Cennet - Cehennem – Dünya - Ahiret – Şeytan - Melek!
Yeryüzünde bu kavramları kendi dilleri ile sanırım duymayan yoktur. Her insan, inansa da inanmasa da cennetin bütün güzelliklerin içinde olduğunu ve iyi insanlar için hazırlandığını, cehennemde ise bütün kötülüklerin olduğunu ve kötülerin yer alacağını, bu dünyanın sonlu ahiretin ise ölümden sonrasını ifade ettiğini, şeytanın insanları kandırıp meleğin de koruduğunu bilir.
Akıllı olup konuşabilen her, insan dünyaya gözünü açması akabinde etrafında gelişen bütün olaylara karşı ilgilidir. İnsanın güvenmek, korkmak, heyecanlanmak, ürkmek, çekinmek, sevmek, üzülmek, sevinmek, sormak, merak etmek gibi bir çok duygular etrafındaki olaylara verdikleri tepkilerdir.
İnsanı en çok mutlu eden en önemli duygu ise güvenmektir. Kendini güvende hissettiği bir ortamda, merak ederek sorduğu sorulara mantıklı cevaplar alarak geleceğini şekillendirir ve ona göre hayaller kurar. Bu hayaller daha çok araştırmasına, gelişmesine, sorumluluk almasına sebep olur. Kendine ve güven aldığı kişilere saygı duymasına sebep olur.
Güvenildiği ve saygı duyulduğunda ise her ne kadar arkadaşları, okul iş vs. ortamı, medya, söylemler, eylemler güzel olmasa da toprağın derinliklerinde kök salan yüce ağaçlar misali, oradan oraya sallansa da aynı yerde kalacaktır. Aksi takdirde her esen yelden nem kapacak, rüzgara teslim olmuş gazel misali orada oraya savrulacaktır.
Her insan özeldir, hayatı tecrübe etmelidir. Edindiği bilgiler ile kendisi için iyi ve doğru yolu bulmalı, seçimini güzel yapmalı, bu seçtiği hayatın sorumluluğunu üstlenmelidir. Lakin yaşadıklarının verdiği acıyla kıvrandığı geceleri gözünün önüne alarak, aldığı yanlış karardan dönesini de bilmelidir. Zira geçen günler bir daha geri gelmemektedir.

**Veri Listesi:**
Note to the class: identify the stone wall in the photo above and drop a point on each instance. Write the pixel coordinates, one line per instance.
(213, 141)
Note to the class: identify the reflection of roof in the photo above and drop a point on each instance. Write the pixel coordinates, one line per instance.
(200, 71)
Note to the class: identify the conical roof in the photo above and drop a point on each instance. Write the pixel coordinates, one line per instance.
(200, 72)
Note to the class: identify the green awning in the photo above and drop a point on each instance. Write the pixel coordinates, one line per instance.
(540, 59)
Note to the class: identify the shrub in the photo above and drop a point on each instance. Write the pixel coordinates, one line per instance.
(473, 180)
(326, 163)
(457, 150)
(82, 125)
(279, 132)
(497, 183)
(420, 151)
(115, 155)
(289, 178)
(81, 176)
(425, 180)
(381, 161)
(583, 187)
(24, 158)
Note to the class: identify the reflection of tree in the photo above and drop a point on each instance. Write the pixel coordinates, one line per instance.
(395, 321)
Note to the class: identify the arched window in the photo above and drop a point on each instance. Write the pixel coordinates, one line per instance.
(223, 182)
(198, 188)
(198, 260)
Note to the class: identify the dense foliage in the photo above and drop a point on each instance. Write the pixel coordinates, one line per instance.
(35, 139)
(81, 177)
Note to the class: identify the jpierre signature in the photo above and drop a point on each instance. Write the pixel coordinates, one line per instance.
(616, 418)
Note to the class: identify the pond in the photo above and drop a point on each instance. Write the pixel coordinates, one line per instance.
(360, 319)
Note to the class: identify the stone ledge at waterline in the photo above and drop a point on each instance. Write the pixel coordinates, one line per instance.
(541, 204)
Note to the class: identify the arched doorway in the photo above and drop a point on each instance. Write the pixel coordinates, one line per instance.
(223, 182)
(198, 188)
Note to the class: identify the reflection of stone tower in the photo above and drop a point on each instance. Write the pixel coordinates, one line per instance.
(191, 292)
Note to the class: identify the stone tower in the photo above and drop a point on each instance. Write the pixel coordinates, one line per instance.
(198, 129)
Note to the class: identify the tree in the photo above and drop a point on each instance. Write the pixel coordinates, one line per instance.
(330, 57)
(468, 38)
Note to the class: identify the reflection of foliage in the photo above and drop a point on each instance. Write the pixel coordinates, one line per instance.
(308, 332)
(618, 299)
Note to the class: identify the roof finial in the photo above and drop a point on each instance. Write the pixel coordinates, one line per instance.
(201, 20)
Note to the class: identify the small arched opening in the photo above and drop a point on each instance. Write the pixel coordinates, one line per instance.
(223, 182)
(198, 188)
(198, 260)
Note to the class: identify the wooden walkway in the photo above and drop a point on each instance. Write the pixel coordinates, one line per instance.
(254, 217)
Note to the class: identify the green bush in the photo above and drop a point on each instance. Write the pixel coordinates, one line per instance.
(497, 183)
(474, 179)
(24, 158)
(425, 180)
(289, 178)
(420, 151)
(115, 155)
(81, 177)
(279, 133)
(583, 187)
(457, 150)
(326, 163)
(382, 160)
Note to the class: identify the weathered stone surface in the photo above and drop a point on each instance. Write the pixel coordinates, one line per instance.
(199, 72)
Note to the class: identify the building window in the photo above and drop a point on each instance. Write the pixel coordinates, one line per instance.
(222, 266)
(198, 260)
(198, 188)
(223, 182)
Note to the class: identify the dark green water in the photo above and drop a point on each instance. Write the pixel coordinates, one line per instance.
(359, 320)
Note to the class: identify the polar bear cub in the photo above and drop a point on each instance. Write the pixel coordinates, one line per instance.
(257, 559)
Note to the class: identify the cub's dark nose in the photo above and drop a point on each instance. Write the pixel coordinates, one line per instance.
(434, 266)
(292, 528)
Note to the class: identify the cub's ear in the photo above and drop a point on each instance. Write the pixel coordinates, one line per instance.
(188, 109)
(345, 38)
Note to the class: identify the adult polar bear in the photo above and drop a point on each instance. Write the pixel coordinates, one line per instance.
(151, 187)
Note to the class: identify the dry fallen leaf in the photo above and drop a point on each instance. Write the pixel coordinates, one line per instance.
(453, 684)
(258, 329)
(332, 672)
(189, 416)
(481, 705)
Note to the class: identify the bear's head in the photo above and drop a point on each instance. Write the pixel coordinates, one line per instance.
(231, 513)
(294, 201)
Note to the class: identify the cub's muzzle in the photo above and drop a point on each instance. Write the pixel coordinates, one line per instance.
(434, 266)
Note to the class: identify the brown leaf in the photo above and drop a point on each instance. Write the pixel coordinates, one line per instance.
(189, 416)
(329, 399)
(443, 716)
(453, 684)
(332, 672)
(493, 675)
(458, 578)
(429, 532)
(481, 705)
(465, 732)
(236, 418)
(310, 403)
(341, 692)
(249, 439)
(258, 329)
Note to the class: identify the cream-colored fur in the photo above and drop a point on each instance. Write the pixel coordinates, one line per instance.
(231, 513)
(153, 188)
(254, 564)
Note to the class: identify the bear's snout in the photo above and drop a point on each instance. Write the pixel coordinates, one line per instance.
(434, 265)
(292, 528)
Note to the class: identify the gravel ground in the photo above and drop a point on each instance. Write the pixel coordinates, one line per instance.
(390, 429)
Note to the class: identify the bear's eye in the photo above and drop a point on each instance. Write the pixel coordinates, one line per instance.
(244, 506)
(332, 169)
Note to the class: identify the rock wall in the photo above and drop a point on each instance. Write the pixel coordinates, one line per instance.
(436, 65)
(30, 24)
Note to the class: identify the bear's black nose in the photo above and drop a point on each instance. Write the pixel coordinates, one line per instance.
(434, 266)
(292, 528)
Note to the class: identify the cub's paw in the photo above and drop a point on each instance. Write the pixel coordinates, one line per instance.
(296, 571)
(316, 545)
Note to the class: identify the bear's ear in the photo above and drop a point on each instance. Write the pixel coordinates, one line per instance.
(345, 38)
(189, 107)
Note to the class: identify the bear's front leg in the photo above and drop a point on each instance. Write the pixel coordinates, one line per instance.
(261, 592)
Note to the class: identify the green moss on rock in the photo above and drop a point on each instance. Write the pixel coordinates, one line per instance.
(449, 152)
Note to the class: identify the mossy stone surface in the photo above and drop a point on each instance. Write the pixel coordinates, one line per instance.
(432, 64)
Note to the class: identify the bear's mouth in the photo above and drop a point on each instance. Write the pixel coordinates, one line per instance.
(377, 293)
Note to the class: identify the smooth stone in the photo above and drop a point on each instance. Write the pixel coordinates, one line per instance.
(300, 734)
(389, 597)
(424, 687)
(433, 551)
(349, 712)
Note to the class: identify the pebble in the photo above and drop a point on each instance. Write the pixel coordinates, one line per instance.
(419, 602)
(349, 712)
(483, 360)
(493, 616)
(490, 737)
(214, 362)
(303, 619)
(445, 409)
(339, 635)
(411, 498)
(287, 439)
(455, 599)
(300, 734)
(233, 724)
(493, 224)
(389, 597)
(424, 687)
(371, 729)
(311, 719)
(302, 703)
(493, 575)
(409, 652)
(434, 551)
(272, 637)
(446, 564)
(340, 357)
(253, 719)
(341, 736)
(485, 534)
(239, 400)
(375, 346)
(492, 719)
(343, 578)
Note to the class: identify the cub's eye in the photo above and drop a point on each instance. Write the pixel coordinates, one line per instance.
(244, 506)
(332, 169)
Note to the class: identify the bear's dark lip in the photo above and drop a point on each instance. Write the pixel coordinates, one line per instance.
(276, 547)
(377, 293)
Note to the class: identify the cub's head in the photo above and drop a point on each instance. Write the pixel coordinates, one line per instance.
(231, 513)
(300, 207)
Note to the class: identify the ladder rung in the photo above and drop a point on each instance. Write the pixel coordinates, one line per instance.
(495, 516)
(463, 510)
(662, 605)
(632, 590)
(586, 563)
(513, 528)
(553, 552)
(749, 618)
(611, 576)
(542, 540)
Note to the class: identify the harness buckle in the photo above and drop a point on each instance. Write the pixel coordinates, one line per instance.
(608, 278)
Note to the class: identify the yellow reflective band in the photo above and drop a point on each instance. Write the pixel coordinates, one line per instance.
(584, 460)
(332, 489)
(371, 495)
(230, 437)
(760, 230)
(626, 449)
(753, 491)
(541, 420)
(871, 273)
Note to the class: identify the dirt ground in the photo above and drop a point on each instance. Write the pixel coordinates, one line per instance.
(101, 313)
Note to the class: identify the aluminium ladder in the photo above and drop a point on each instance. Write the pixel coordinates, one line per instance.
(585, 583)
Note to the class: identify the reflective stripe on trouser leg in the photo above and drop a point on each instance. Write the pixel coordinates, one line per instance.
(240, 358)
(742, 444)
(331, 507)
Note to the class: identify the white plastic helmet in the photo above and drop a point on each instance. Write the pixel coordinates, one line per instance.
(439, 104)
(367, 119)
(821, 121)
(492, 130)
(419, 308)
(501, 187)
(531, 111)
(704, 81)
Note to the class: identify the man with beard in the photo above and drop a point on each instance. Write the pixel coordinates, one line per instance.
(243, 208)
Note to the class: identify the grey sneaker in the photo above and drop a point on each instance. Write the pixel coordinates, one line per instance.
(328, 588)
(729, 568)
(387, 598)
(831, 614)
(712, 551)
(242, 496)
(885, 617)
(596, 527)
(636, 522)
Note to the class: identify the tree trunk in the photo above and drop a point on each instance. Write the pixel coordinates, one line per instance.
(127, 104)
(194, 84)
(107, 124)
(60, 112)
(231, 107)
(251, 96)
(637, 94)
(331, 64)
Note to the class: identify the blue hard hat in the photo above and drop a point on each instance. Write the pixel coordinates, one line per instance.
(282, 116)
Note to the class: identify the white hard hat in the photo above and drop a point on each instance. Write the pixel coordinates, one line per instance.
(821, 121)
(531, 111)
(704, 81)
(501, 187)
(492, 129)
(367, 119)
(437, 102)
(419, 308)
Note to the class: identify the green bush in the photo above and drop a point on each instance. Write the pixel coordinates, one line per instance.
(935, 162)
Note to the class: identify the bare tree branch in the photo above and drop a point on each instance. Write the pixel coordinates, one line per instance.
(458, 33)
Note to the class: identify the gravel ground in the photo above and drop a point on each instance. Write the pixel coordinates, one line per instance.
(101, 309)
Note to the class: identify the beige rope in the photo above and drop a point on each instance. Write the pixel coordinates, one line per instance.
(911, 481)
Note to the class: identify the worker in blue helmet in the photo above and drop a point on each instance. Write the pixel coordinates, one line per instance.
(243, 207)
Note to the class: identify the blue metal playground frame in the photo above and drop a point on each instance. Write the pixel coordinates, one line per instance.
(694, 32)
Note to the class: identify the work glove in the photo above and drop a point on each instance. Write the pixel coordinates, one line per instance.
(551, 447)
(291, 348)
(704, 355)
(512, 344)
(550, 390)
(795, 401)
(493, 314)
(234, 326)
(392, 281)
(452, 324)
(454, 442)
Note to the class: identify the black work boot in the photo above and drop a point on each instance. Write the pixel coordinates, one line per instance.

**Sorular:**
1. Belge metnine göre insanı en çok mutlu eden en önemli duygu hangisidir?
2. Belge metninde "Güvenildiği ve saygı" sözleriyle açılıp "orada oraya savrulacaktır." ile kapanan bölümü, "ağaçlar" ifadesini "çınarlar" ile değiştirerek yeniden yazınız.

**Soruların Cevapları:**
1. İnsanı en çok mutlu eden en önemli duygu güvenmektir.

2.
Güvenildiği ve saygı duyulduğunda ise her ne kadar arkadaşları, okul iş vs. ortamı, medya, söylemler, eylemler güzel olmasa da toprağın derinliklerinde kök salan yüce çınarlar misali, oradan oraya sallansa da aynı yerde kalacaktır. Aksi takdirde her esen yelden nem kapacak, rüzgara teslim olmuş gazel misali orada oraya savrulacaktır.